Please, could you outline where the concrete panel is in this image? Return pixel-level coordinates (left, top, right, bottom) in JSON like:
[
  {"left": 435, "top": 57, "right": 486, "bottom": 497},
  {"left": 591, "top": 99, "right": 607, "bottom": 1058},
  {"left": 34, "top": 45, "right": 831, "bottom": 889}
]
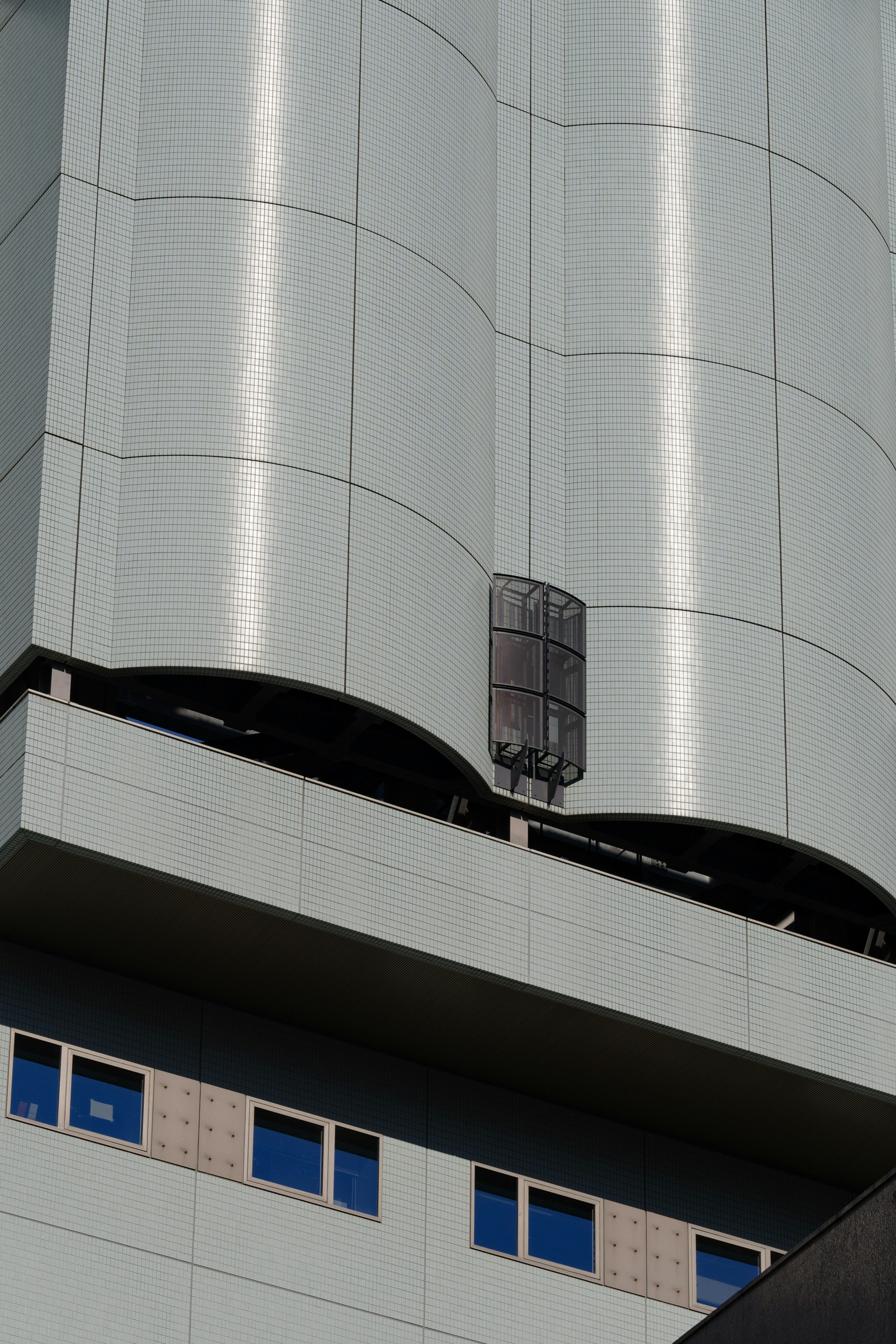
○ ○ ○
§ **TASK DETAILS**
Rewrite the listing above as a Markdown table with two columns, "Row" for the number and "Entry" for the line, skipping blank lines. Leave the picture out of the table.

§ **FULL RESPONSE**
| Row | Entry |
|---|---|
| 1 | Please, could you outline where the concrete panel is in this image? Return pixel-level coordinates (left, top, right, bottom) in JSON like: |
| 2 | [ |
| 3 |   {"left": 435, "top": 57, "right": 486, "bottom": 497}, |
| 4 |   {"left": 591, "top": 99, "right": 607, "bottom": 1058}, |
| 5 |   {"left": 34, "top": 45, "right": 831, "bottom": 889} |
| 6 | ] |